- How to complete this task
Starting with the line that holds "Can you find the camouflage", repeat each line through the last one below, exactly. Pictures stay out.

- Data provided
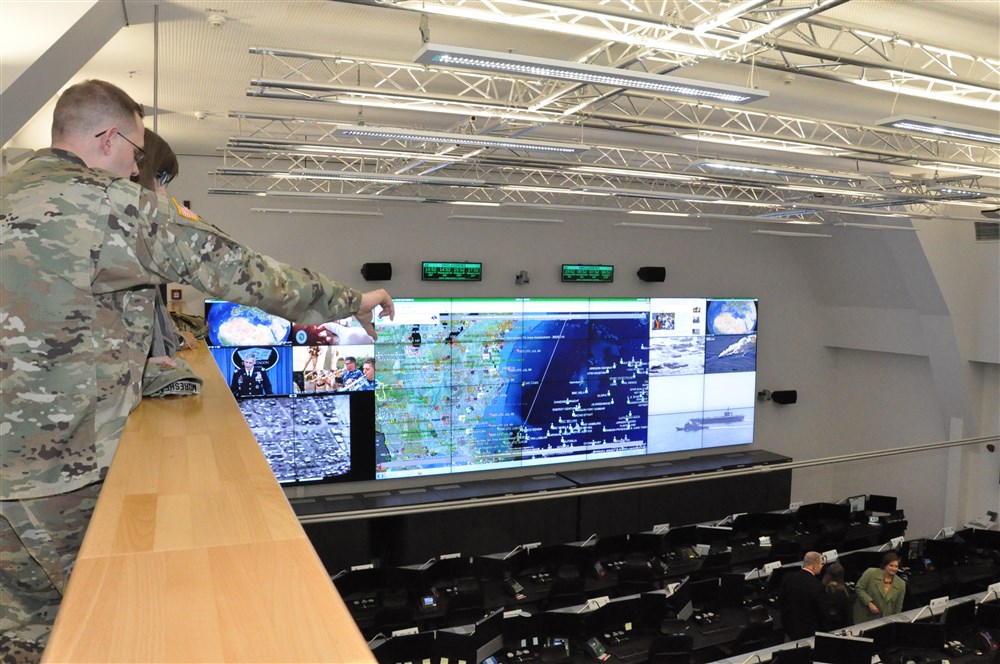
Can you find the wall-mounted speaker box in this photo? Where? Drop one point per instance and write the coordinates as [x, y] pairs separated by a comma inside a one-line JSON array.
[[376, 271], [785, 397], [652, 273]]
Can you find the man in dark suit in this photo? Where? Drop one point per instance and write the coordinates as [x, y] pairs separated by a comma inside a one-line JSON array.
[[799, 598]]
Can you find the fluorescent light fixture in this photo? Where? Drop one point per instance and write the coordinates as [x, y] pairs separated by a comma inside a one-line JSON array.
[[506, 220], [662, 227], [558, 206], [759, 169], [965, 193], [740, 140], [632, 172], [384, 178], [912, 123], [962, 169], [790, 234], [655, 213], [881, 227], [319, 195], [526, 66], [443, 138], [339, 213]]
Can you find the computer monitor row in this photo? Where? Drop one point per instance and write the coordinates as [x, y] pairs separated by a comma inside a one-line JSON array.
[[462, 385]]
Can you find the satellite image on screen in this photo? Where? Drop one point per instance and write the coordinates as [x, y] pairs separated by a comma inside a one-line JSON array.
[[477, 385], [303, 439], [464, 384], [232, 324]]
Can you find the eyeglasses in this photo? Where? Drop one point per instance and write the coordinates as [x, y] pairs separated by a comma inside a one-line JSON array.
[[137, 152]]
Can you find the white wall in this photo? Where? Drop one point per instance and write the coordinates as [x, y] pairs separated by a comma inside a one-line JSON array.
[[856, 323]]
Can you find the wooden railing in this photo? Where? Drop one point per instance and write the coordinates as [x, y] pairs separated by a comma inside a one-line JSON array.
[[194, 554]]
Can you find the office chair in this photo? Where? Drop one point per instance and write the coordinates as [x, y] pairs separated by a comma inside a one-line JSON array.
[[566, 592], [670, 649], [633, 580]]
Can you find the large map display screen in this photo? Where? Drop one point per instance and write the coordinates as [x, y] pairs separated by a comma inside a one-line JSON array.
[[481, 384], [469, 385]]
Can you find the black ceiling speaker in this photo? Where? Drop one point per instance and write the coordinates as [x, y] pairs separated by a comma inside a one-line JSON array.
[[785, 397], [376, 271], [652, 273]]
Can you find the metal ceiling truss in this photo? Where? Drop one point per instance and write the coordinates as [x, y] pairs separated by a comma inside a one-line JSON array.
[[786, 35], [305, 138], [406, 86], [264, 172]]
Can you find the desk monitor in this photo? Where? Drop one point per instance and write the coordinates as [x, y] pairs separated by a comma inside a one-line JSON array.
[[908, 635], [801, 655], [624, 613], [945, 553], [411, 647], [988, 615], [732, 589], [488, 635], [683, 536], [678, 604], [704, 593], [833, 649], [451, 644], [777, 577], [821, 511], [959, 618], [360, 582], [875, 503], [761, 522]]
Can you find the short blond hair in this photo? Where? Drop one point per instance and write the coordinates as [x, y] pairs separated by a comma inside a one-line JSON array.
[[90, 106]]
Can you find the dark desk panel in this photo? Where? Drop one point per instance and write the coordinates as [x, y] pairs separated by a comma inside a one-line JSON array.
[[512, 486]]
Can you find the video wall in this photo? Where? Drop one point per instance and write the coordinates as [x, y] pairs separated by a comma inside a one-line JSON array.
[[457, 385]]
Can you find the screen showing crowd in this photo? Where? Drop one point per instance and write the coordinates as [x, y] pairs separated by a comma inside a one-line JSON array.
[[480, 384]]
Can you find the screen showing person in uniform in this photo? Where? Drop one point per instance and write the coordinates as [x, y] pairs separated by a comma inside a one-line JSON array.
[[480, 384]]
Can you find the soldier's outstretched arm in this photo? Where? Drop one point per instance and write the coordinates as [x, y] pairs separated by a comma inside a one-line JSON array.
[[370, 300]]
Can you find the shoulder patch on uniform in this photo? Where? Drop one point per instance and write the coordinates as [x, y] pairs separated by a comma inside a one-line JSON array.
[[184, 211]]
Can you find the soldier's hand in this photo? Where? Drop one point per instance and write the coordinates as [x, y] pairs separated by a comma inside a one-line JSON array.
[[370, 300]]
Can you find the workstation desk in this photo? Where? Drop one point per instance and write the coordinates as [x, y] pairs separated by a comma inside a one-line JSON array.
[[194, 554]]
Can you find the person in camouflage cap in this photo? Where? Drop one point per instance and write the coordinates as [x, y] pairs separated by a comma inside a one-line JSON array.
[[82, 249]]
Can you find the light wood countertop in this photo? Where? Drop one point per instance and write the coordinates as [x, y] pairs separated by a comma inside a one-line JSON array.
[[194, 554]]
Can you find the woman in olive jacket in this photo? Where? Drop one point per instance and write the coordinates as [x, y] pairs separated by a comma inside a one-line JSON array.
[[879, 591]]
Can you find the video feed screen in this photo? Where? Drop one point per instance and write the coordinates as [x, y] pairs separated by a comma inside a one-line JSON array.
[[480, 384], [304, 440], [303, 394]]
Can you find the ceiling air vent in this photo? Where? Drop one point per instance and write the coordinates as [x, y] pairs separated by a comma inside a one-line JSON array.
[[987, 231]]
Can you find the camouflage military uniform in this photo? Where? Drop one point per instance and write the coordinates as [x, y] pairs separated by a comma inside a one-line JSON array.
[[81, 250]]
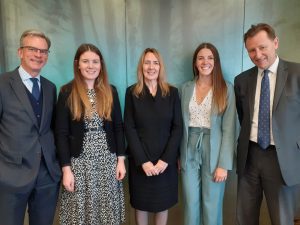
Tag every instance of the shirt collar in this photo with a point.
(26, 76)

- Your solution
Can you find the camouflage military uniform in this photo? Where? Drop one point per instance and write the coordinates as [x, y] pairs separated by a comma inside a one-line JSON array.
[[81, 250]]
Tag every instance of the shirt collar in this photo with a point.
(26, 76)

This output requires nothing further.